Reproduce the listing verbatim.
:: SUPPLIED MATERIAL
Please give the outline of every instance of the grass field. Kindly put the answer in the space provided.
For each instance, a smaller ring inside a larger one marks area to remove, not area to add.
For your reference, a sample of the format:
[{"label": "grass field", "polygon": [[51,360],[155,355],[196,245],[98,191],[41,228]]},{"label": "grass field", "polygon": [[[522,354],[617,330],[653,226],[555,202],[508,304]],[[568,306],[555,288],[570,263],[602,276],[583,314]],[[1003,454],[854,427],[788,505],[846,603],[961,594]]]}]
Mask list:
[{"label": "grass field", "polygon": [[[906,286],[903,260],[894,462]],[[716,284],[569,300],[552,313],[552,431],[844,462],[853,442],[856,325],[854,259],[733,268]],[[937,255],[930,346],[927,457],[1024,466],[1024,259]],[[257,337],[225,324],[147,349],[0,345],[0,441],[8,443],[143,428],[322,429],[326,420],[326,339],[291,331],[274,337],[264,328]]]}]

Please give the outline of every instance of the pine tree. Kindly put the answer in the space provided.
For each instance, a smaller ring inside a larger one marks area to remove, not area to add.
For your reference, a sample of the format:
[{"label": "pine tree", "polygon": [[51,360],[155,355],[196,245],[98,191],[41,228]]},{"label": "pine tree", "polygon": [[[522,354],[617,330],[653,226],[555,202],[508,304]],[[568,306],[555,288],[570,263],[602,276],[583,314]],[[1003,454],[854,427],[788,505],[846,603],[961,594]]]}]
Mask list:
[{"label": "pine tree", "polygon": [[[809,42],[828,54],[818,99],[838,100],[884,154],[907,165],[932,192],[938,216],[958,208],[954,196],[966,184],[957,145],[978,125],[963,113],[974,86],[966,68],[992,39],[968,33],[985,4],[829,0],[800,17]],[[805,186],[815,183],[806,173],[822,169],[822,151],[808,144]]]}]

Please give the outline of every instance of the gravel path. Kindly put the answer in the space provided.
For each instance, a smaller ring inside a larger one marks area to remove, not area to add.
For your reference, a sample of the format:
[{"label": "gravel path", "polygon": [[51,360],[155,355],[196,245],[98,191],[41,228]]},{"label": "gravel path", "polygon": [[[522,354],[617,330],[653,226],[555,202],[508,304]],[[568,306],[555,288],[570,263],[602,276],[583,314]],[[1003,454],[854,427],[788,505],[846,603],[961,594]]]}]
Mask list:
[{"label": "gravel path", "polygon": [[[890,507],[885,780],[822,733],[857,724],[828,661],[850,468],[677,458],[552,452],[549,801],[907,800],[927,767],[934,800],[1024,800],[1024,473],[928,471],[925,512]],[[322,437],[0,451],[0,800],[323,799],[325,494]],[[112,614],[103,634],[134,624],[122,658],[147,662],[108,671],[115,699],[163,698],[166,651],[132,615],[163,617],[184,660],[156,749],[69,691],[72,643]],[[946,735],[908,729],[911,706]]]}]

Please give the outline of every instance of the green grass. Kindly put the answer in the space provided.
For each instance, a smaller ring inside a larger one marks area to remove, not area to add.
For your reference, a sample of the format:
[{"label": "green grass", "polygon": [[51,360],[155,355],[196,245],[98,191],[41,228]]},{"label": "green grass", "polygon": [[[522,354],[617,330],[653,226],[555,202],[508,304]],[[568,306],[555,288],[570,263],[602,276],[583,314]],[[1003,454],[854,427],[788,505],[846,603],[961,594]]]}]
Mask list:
::::
→ REPLY
Please give the outline of every instance of the grass field. Kindly put the answer in the space provided.
For each instance, a smaller ring inside a larger one marks area to remove, not area to add.
For your reference, a sample of the format:
[{"label": "grass field", "polygon": [[51,360],[155,355],[196,245],[98,191],[41,228]]},{"label": "grass field", "polygon": [[[522,354],[617,330],[653,226],[555,202],[508,304]],[[568,306],[555,288],[570,263],[602,276],[583,314]],[[1003,454],[854,427],[788,505],[846,603],[961,594]]]}]
Mask list:
[{"label": "grass field", "polygon": [[[906,286],[903,260],[894,462]],[[716,284],[569,300],[552,313],[552,431],[844,462],[853,442],[856,325],[854,259],[733,268]],[[937,255],[930,346],[927,457],[1024,466],[1024,259]],[[257,337],[225,324],[147,349],[0,345],[0,441],[8,443],[143,428],[322,429],[326,420],[326,339],[291,331],[274,337],[264,328]]]}]

Please give the outline of every instance of the pine tree. Kindly put the answer in the space provided.
For each instance, a smaller ring inside a larger one marks area to remove, not area to add.
For your reference, a sample of the format:
[{"label": "pine tree", "polygon": [[51,360],[155,355],[196,245],[98,191],[41,228]]},{"label": "pine tree", "polygon": [[[522,354],[617,330],[653,226],[555,202],[508,304]],[[568,306],[555,288],[570,263],[602,276],[583,314]],[[1003,454],[854,427],[788,505],[846,603],[961,594]]]}]
Mask list:
[{"label": "pine tree", "polygon": [[[809,42],[828,54],[818,99],[838,100],[884,154],[907,165],[932,192],[938,216],[958,208],[954,196],[966,184],[957,145],[978,125],[963,113],[974,86],[966,68],[992,39],[968,33],[985,4],[829,0],[800,17]],[[805,186],[815,183],[806,173],[822,169],[822,151],[808,144]]]}]

Please give the outline of every instance of the gravel path. Kindly put the answer in the space provided.
For each instance, a smaller ring inside a larger one marks area to remove, not area to add.
For your reference, a sample of the format:
[{"label": "gravel path", "polygon": [[51,360],[155,355],[196,245],[98,191],[41,228]]},{"label": "gravel path", "polygon": [[[522,354],[617,330],[653,226],[555,202],[508,304]],[[568,306],[555,288],[570,263],[602,276],[583,314]],[[1003,454],[854,427],[788,505],[846,603],[961,594]]]}]
Mask list:
[{"label": "gravel path", "polygon": [[[890,507],[885,780],[822,733],[857,724],[828,661],[850,468],[677,458],[552,452],[549,801],[907,800],[927,767],[934,800],[1024,800],[1024,473],[928,471],[925,512]],[[322,437],[0,451],[0,800],[323,799],[325,494]],[[112,614],[103,634],[134,624],[122,658],[147,662],[108,671],[115,699],[163,698],[166,651],[132,615],[163,617],[184,660],[156,749],[69,691],[72,643]],[[946,735],[908,729],[911,706]]]}]

Please give the outline of every instance of the green grass. Kindly put the answer in the space provided.
For each instance, a smaller ring inside a larger one marks area to remove, not area to add.
For your reference, a sample of the format:
[{"label": "green grass", "polygon": [[51,360],[155,355],[196,245],[98,191],[41,228]]},{"label": "green grass", "polygon": [[[522,354],[617,330],[653,226],[555,202],[508,304]],[[568,306],[555,288],[570,263],[602,276],[583,314]],[[1003,454],[854,427],[788,505],[846,603],[961,594]]]}]
Mask list:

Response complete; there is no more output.